*Provided text*:
┄┄┄┄┄┄
Yet the first steps are the hardest. I only have one goal right now. To make it to the Memorial. If anything else is available before then I am not sure but I will keep praying about it. Yet my ultimate goal is the Memorial. That will be the first interesting step.

Anything else is the icing on the cake. But for now, I have to work on the reaching out further. I am still working on those horrible issues within myself. Yet even though I am scared I know I will be okay. Stated earlier in another poem is the 1 Corinthians 10:13 scripture. I wholeheartedly see that as well as the piece in the beginning of 1 Corinthians (1:27, 28). 27 "but God chose the foolish things of the world to put the wise men to shame and God chose the weak things of the world to put the strong things to shame. 28 and God chose the insignificant things of the world and the things looked down on.."(NWT)

I have to see that Jehovah chose me for a reason. So I am grateful that he keeps putting people in my line of sight to keep searching for the truth inside my heart, once more. I had to cry a little bit today. I saw a good person I knew before and I actually was going to ask her something, yet I didn't. I just hoped her night stayed wonderful and that life was beautiful.

Yet that takes me back to this AMAZING sister who helped me with so much, and I couldn't let her inside my life. I couldn't allow myself to drag her down at all. But her favorite scripture rings so LOUD in my head. This is truly the scripture I have to help me besides so many other ones but this woman was truly remarkable. 2 Corinthians 4:16-18 "Therefore, we do not give up, but even if the man we are outside is wasting away certainly the man we are inside is being renewed from day to day. For though the tribulation is momentary and light. It works out for us a glory that is of more and more surpassing greatness and is everlasting; while we keep our eyes, not on the things seen, but on the things unseen. For the things seen are temporary, but the things unseen are everlasting." (NWT)
┄┄┄┄┄┄
*Collection entries*:

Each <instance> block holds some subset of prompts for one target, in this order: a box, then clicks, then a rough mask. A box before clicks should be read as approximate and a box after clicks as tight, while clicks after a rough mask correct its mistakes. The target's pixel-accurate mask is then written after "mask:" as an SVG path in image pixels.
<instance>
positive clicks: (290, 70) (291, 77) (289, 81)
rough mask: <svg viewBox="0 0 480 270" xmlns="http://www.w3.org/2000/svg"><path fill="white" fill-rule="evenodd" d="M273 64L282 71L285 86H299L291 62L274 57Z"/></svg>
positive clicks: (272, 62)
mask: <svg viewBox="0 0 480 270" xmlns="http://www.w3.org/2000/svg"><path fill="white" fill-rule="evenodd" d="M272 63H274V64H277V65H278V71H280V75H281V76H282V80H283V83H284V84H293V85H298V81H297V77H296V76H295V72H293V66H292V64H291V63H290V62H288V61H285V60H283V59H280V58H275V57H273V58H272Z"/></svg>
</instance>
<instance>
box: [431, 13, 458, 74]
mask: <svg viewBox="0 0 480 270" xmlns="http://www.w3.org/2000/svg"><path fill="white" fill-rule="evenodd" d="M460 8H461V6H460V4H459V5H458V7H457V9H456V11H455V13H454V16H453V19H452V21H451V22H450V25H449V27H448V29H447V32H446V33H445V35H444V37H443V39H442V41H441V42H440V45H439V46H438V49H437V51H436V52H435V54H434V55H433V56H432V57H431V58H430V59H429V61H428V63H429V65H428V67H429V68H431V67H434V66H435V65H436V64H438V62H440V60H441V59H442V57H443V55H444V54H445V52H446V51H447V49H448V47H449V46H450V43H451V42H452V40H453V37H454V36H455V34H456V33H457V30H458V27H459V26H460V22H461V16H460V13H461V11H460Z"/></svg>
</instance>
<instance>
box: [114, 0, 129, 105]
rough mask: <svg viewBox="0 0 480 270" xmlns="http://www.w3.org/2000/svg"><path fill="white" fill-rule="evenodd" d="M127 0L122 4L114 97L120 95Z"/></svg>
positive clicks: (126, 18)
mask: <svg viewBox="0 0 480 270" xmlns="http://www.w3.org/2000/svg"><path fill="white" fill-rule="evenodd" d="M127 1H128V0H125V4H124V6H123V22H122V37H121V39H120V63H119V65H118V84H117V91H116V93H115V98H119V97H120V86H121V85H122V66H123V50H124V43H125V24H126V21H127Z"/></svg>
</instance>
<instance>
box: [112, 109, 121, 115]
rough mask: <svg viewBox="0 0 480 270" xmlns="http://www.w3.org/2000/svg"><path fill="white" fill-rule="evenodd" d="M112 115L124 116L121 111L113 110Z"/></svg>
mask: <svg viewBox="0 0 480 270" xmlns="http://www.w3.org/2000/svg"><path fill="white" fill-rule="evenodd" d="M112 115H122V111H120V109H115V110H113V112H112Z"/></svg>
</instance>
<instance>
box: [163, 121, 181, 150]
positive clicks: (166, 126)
┄┄┄┄┄┄
*Assigned task 1*: In the personal reflection, copy the part that opens with the words containing "Yet the first" and closes with "first interesting step.", swapping "Memorial" for "convention".
*Assigned task 2*: Sum up the personal reflection in two sentences.

*Exercise output 1*:
Yet the first steps are the hardest. I only have one goal right now. To make it to the convention. If anything else is available before then I am not sure but I will keep praying about it. Yet my ultimate goal is the convention. That will be the first interesting step.

*Exercise output 2*: The writer's one current goal is to make it to the Memorial. While still working on difficult issues within, the writer draws on scriptures such as 1 Corinthians 1:27, 28 and 2 Corinthians 4:16-18, the favorite scripture of an amazing sister who helped greatly but could not be let into the writer's life.